### Work required
Retype exactly and only the lines from the one that contains "Teacher note: please indicate the white banner" through the final line of the data; pictures are left out.

### Excerpted data
++++

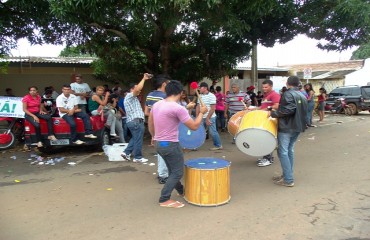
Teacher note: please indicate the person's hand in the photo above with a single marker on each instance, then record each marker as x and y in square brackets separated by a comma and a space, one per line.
[147, 76]
[36, 119]
[208, 122]
[203, 109]
[71, 112]
[190, 105]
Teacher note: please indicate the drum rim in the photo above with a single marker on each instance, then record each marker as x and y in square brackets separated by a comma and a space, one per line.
[258, 128]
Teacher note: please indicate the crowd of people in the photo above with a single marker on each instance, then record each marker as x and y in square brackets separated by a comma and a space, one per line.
[168, 105]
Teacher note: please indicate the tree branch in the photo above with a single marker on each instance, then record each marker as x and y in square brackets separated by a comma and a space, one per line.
[118, 33]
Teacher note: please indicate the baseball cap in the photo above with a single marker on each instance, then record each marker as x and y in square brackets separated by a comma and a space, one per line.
[203, 84]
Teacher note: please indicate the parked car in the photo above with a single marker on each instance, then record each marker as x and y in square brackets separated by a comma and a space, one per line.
[62, 132]
[356, 97]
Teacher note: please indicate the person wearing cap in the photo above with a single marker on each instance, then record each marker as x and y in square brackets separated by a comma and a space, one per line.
[160, 83]
[271, 101]
[82, 91]
[252, 95]
[209, 118]
[135, 122]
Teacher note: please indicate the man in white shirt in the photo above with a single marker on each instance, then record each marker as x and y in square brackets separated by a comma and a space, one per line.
[82, 91]
[68, 110]
[209, 118]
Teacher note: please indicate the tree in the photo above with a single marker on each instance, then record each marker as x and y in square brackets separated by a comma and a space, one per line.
[363, 52]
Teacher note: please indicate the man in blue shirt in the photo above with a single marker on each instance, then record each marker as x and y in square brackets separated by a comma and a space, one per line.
[160, 83]
[135, 122]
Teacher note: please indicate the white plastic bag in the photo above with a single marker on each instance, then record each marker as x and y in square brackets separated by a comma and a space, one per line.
[114, 151]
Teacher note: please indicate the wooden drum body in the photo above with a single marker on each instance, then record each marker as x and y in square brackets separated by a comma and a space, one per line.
[207, 181]
[190, 139]
[257, 134]
[234, 122]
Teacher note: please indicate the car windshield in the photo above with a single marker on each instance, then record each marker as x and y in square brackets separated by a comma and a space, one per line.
[335, 93]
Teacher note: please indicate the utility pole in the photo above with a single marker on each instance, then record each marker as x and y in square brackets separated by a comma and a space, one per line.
[254, 68]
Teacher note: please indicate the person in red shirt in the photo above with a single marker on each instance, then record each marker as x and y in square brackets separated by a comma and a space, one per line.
[34, 110]
[269, 101]
[220, 108]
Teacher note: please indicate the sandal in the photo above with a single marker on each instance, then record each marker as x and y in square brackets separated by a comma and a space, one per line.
[172, 204]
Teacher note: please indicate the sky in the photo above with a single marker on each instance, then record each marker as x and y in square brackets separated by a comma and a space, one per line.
[300, 50]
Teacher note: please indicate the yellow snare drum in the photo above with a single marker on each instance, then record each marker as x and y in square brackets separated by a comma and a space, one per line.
[207, 181]
[257, 134]
[234, 122]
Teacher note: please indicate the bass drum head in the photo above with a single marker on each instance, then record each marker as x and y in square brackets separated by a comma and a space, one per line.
[190, 139]
[255, 142]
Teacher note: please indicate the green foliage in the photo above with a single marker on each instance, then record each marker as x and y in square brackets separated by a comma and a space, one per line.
[363, 52]
[187, 39]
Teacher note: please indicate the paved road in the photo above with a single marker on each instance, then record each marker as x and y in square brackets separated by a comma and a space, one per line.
[97, 199]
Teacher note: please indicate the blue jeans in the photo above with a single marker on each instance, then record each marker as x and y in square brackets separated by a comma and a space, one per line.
[125, 130]
[286, 143]
[162, 168]
[174, 159]
[310, 107]
[135, 144]
[221, 118]
[47, 118]
[213, 131]
[72, 124]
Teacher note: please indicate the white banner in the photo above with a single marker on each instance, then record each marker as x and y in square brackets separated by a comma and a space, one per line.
[11, 107]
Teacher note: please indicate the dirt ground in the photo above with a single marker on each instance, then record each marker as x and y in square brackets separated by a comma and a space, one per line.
[97, 199]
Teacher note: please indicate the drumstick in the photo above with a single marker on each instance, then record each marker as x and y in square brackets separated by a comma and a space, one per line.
[194, 85]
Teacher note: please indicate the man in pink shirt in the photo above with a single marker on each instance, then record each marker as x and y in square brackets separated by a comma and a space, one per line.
[220, 108]
[270, 101]
[163, 123]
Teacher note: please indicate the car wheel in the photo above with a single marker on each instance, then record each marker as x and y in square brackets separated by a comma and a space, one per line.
[7, 139]
[353, 108]
[348, 111]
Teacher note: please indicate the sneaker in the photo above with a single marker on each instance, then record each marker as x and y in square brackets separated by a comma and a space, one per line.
[79, 142]
[162, 180]
[277, 178]
[90, 136]
[281, 182]
[126, 157]
[264, 163]
[216, 148]
[141, 160]
[52, 138]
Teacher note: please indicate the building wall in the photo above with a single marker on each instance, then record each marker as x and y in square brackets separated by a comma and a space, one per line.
[360, 77]
[20, 78]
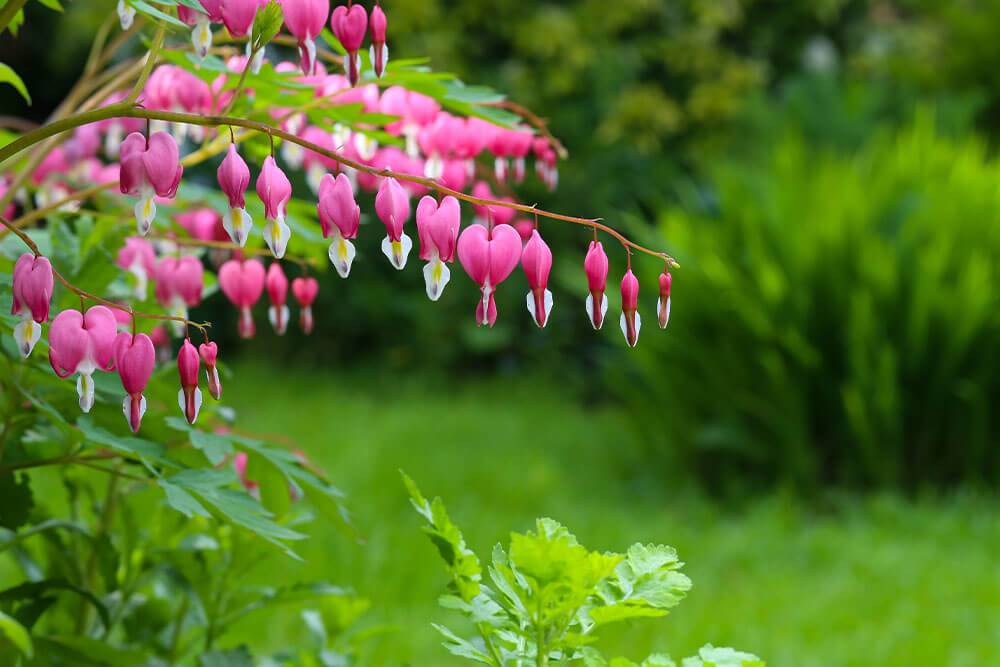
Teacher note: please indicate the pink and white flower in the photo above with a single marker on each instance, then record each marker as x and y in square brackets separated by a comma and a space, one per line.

++++

### Response
Teacher note: please indicate the white banner in the photo above with a single marker on each instance, then record each marker as x and y in square brackets separated by a comma and a space, one per line.
[11, 107]
Teacher note: please indicate the dirt ground in the photo above with a single marker on each instance, then record each marker as x and y in square brackets separated by a comma and a space, one per line.
[97, 199]
Teacher note: please indicate the drumstick in the photo above with a single marker on each instance, then record each marker as x and y in square brackets separated by a comma and a space, one per line.
[194, 85]
Teacher note: please indicate the man in pink shirt in the photo above with a single marker on each instance, then record each marker as x and y in square brackets separated by a comma and a space, one per line.
[220, 108]
[270, 101]
[163, 123]
Teacher note: please indicate the car wheel in the photo above with a single marker on each instance, then record each marker as x and y in square brackets separated by a comma and a space, one per line.
[7, 139]
[353, 108]
[348, 111]
Teacher note: please indicate the sneaker in the photo above with a single marker on each instance, then record each marker as x and y in square brackets separated by a comma and a space, one per line.
[79, 142]
[162, 180]
[277, 178]
[90, 136]
[281, 182]
[126, 157]
[264, 163]
[216, 148]
[141, 160]
[52, 138]
Teacher note: please indicate the building wall in the photo above with a single marker on each instance, then record each marker as x and y in square brackets separated by a comma and a space, one per line.
[360, 77]
[20, 78]
Teacher note: please indicate the pink and white flower in the photo above with a single marker on each instance, then record each marker as x and y in square brackets separated by a comma and a space, one per line.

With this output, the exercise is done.